### DATA PROVIDED
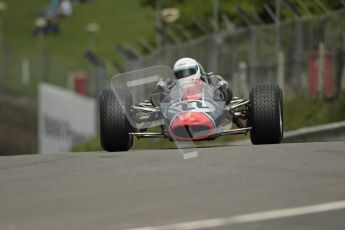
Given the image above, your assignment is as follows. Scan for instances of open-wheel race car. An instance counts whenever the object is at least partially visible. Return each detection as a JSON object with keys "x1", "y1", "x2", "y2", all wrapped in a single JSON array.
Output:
[{"x1": 100, "y1": 66, "x2": 283, "y2": 152}]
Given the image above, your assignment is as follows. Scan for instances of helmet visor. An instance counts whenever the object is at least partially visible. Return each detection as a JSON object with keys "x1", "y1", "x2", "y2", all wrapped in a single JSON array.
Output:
[{"x1": 174, "y1": 66, "x2": 198, "y2": 79}]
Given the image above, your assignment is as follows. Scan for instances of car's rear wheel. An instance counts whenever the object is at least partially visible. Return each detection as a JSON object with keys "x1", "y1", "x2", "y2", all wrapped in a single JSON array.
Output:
[
  {"x1": 248, "y1": 84, "x2": 283, "y2": 145},
  {"x1": 100, "y1": 89, "x2": 133, "y2": 152}
]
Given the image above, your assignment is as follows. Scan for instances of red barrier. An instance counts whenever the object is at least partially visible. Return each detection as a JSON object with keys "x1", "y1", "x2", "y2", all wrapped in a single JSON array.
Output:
[{"x1": 73, "y1": 72, "x2": 87, "y2": 95}]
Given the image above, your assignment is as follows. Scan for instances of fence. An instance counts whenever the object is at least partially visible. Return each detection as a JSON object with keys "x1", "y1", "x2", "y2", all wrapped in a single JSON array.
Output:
[
  {"x1": 127, "y1": 10, "x2": 345, "y2": 97},
  {"x1": 0, "y1": 10, "x2": 345, "y2": 97}
]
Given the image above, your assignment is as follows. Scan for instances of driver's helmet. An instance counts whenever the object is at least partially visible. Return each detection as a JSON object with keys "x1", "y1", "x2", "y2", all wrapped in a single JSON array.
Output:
[{"x1": 174, "y1": 58, "x2": 202, "y2": 80}]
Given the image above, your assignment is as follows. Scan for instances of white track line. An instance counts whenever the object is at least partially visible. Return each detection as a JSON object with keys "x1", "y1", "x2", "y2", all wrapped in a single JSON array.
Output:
[{"x1": 123, "y1": 200, "x2": 345, "y2": 230}]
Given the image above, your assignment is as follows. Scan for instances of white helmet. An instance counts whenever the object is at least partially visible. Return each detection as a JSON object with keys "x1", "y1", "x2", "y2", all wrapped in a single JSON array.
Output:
[{"x1": 174, "y1": 58, "x2": 202, "y2": 80}]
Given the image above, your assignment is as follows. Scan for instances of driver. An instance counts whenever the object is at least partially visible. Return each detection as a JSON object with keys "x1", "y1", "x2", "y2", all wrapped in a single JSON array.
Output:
[{"x1": 151, "y1": 57, "x2": 232, "y2": 106}]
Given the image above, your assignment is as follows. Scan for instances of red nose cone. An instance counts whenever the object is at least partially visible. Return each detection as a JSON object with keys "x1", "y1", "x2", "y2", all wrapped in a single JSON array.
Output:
[
  {"x1": 170, "y1": 112, "x2": 215, "y2": 141},
  {"x1": 182, "y1": 80, "x2": 201, "y2": 101}
]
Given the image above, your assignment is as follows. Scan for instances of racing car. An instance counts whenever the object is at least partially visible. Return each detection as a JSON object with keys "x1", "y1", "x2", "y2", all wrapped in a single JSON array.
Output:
[{"x1": 99, "y1": 66, "x2": 283, "y2": 152}]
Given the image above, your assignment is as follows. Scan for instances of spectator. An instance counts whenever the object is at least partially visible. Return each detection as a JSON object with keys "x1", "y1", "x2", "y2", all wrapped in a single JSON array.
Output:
[
  {"x1": 59, "y1": 0, "x2": 73, "y2": 17},
  {"x1": 46, "y1": 0, "x2": 60, "y2": 34}
]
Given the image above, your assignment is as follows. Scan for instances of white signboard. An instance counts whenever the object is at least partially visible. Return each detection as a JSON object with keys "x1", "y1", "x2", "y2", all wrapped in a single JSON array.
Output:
[{"x1": 38, "y1": 83, "x2": 97, "y2": 153}]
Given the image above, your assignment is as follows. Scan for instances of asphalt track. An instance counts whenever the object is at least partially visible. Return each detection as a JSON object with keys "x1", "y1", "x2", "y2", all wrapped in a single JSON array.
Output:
[{"x1": 0, "y1": 142, "x2": 345, "y2": 230}]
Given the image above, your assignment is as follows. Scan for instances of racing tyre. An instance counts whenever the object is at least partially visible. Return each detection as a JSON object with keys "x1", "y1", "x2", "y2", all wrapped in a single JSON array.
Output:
[
  {"x1": 100, "y1": 89, "x2": 133, "y2": 152},
  {"x1": 248, "y1": 84, "x2": 283, "y2": 145}
]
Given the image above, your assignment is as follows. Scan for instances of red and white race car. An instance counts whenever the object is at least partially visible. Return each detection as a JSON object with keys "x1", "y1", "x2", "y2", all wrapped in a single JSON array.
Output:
[{"x1": 100, "y1": 66, "x2": 283, "y2": 152}]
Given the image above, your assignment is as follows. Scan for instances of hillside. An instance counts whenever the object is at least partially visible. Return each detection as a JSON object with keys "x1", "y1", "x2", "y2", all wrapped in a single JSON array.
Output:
[{"x1": 0, "y1": 0, "x2": 155, "y2": 94}]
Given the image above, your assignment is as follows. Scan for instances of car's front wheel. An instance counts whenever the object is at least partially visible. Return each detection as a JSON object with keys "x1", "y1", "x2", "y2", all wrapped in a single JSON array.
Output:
[
  {"x1": 100, "y1": 89, "x2": 133, "y2": 152},
  {"x1": 248, "y1": 84, "x2": 283, "y2": 145}
]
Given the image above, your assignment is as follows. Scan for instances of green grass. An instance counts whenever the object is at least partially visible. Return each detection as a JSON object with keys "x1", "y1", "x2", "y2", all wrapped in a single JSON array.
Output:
[
  {"x1": 0, "y1": 0, "x2": 154, "y2": 95},
  {"x1": 73, "y1": 94, "x2": 345, "y2": 152}
]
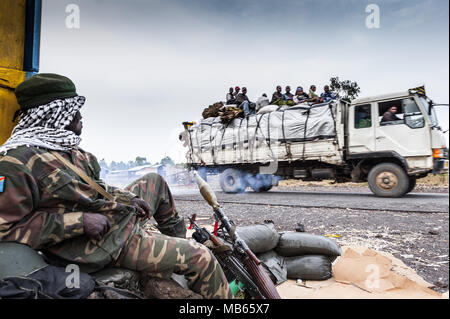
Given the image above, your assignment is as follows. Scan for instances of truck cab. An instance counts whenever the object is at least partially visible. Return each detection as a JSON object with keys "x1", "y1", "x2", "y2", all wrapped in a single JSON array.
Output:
[{"x1": 346, "y1": 89, "x2": 448, "y2": 197}]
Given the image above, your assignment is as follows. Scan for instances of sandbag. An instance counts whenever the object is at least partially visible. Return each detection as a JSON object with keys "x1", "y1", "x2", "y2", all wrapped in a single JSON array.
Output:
[
  {"x1": 285, "y1": 255, "x2": 333, "y2": 280},
  {"x1": 257, "y1": 250, "x2": 287, "y2": 285},
  {"x1": 275, "y1": 232, "x2": 342, "y2": 257},
  {"x1": 236, "y1": 221, "x2": 280, "y2": 254}
]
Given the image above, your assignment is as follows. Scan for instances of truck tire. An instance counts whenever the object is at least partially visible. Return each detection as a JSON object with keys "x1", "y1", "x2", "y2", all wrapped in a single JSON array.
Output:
[
  {"x1": 406, "y1": 176, "x2": 417, "y2": 194},
  {"x1": 367, "y1": 163, "x2": 409, "y2": 197},
  {"x1": 245, "y1": 174, "x2": 272, "y2": 193},
  {"x1": 220, "y1": 168, "x2": 247, "y2": 194}
]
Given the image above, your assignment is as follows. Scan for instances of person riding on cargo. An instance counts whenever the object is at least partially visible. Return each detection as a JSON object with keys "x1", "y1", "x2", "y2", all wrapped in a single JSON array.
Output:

### EXERCISE PROMPT
From the line that contains "instances of sandbag." to the last line of the material above, repeat every line exactly, keeping both the first and the last.

### COMPLETED TASK
Given the image above, your assignment is as follows. Scan for instances of sandbag. An instance counts whenever the object is at least partially visible. Return each detection as a JSON object with keys "x1", "y1", "x2", "y2", all wrapped in a single JSON array.
Output:
[
  {"x1": 285, "y1": 255, "x2": 333, "y2": 280},
  {"x1": 257, "y1": 250, "x2": 287, "y2": 285},
  {"x1": 275, "y1": 232, "x2": 342, "y2": 257},
  {"x1": 236, "y1": 221, "x2": 280, "y2": 254}
]
Given the image above, your assignment is as follows. Scan for instances of truck tire. An instance counts whenever the object is at least partially visible. Return each detection as a JSON object with keys "x1", "y1", "x2", "y2", all wrapped in a single JSON array.
Output:
[
  {"x1": 406, "y1": 176, "x2": 417, "y2": 194},
  {"x1": 367, "y1": 163, "x2": 409, "y2": 197},
  {"x1": 245, "y1": 174, "x2": 272, "y2": 193},
  {"x1": 220, "y1": 168, "x2": 247, "y2": 194}
]
Given the image above, your assignment is as follows. Scan for instances of person riding on cargo. An instance counts whenever the object is at least partially visible. Return each detection as a JSON object with keys "x1", "y1", "x2", "y2", all wrapped in a single JSON array.
Output:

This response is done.